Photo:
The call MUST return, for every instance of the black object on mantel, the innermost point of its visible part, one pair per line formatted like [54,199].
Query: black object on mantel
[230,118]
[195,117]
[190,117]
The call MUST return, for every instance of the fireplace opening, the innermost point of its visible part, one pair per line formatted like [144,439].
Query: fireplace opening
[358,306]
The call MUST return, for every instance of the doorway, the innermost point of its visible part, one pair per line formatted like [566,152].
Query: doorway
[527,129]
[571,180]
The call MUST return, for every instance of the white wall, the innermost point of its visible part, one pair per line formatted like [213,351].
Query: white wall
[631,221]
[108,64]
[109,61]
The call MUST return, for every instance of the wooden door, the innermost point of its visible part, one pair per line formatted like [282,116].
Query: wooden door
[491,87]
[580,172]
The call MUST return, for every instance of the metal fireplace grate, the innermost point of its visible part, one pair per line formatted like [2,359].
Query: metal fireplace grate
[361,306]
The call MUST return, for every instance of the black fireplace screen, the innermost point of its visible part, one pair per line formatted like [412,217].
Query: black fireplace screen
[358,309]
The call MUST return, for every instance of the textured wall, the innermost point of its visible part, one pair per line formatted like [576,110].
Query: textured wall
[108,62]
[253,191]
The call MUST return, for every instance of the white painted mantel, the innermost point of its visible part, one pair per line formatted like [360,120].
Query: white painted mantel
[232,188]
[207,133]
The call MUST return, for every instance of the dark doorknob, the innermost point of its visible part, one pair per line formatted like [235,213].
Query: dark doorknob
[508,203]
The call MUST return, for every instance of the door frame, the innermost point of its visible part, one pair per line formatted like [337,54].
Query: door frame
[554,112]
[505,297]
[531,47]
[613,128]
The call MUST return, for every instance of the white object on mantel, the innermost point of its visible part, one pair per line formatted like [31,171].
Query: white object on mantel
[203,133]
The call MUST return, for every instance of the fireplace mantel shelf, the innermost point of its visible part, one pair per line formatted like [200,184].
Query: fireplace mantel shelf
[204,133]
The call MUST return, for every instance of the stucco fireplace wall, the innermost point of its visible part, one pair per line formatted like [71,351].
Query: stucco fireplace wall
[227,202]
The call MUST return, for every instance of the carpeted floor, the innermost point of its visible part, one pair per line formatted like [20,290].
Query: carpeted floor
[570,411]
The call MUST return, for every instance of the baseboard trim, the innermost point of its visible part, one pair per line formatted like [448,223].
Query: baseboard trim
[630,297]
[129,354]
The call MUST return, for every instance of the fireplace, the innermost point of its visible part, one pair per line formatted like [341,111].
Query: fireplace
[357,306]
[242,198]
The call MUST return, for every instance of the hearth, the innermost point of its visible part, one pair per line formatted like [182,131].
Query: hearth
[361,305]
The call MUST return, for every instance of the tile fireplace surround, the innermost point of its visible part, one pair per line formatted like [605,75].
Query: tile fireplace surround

___

→ What to do: Every record above belongs in the answer, reproduced exactly.

→ Response area:
Photo:
The call MUST return, for every instance of the black object on mantel, the innermost point of its visible part, one pair per line formatted like [54,199].
Query: black object on mantel
[230,118]
[195,117]
[190,117]
The call MUST return, for every instance of the fireplace opening, the innermost point of its visible part, one pair per line formatted like [144,439].
Query: fireplace opening
[358,306]
The call MUST return, for every instance of the doorway, the innermost point of its visible part, one pair per line formatted like [566,152].
Query: doorway
[527,129]
[571,180]
The call MUST return, for every instance of the white wall, the innermost point of its visible part, one pair per line formatted like [213,351].
Query: white wall
[631,221]
[108,64]
[109,61]
The call MUST return, for every instance of the wooden door, the innermost point of its visible part, one pair per line formatted like [282,116].
Query: wooden door
[491,87]
[580,172]
The call MUST return, for every instance of the metal fireplace grate, the innermost point of its visible part, one pair per line formatted like [2,359].
Query: metal fireplace grate
[361,306]
The call MUST return, for every instance of the black fireplace screen, the innermost point of its visible part, one pair per line formatted like [412,217].
Query: black fireplace screen
[358,309]
The call MUST return, for every instance of the textured wall, the innermost point of its visible part, one pair per line formatted like [576,110].
Query: textured wall
[108,62]
[253,191]
The call MUST return, for every instance of the white painted mantel, the innermost point of its visible part, one pair per line formatted like [360,120].
Query: white painted mantel
[232,188]
[207,133]
The call MUST return, for every instance of the dark doorknob, the innermost point of its visible part, one pair per line formatted like [235,213].
Query: dark doorknob
[508,203]
The call MUST return, for every instance of the door frame, the innermost point of its visible part, one pair per line formatted like [337,54].
Query: door frame
[554,112]
[505,297]
[531,47]
[613,128]
The call MUST return, for every instance of the white object on mantel, the innermost point of its visible part, one pair per line formatted like [31,171].
Query: white object on mantel
[203,133]
The call MUST return, for every instance of the fireplace mantel shelf, the innermost point of its visible part, one pair per line formatted like [200,184].
Query: fireplace mantel shelf
[204,133]
The call MUST return, for every instance of the stucco fireplace wall, the innermost point of its visible part, one pair per line formatted like [71,351].
Query: stucco fireplace wall
[227,202]
The call MUST return, for every instance of the carpeted floor, the innermost point of its visible part, one pair per line formatted like [20,290].
Query: carpeted floor
[570,411]
The call MUST return, for every instance of the baseboard trim, the innermost point of its visible part, one pair per line formatted like [448,223].
Query: baseboard trim
[630,297]
[129,354]
The call MUST return, for every instance of the fireplace, the innermost point of its visible part, one pair per line formatted like [341,111].
Query: fireplace
[357,306]
[242,198]
The call MUST return, for every instance of the hearth, the innermost point of its visible part, one pair per line formatted like [182,131].
Query: hearth
[361,305]
The call MUST return, for every instance of the tile fireplace surround, the innermost point of its visible part, one pair per line formatted like [605,75].
Query: tile fireplace surround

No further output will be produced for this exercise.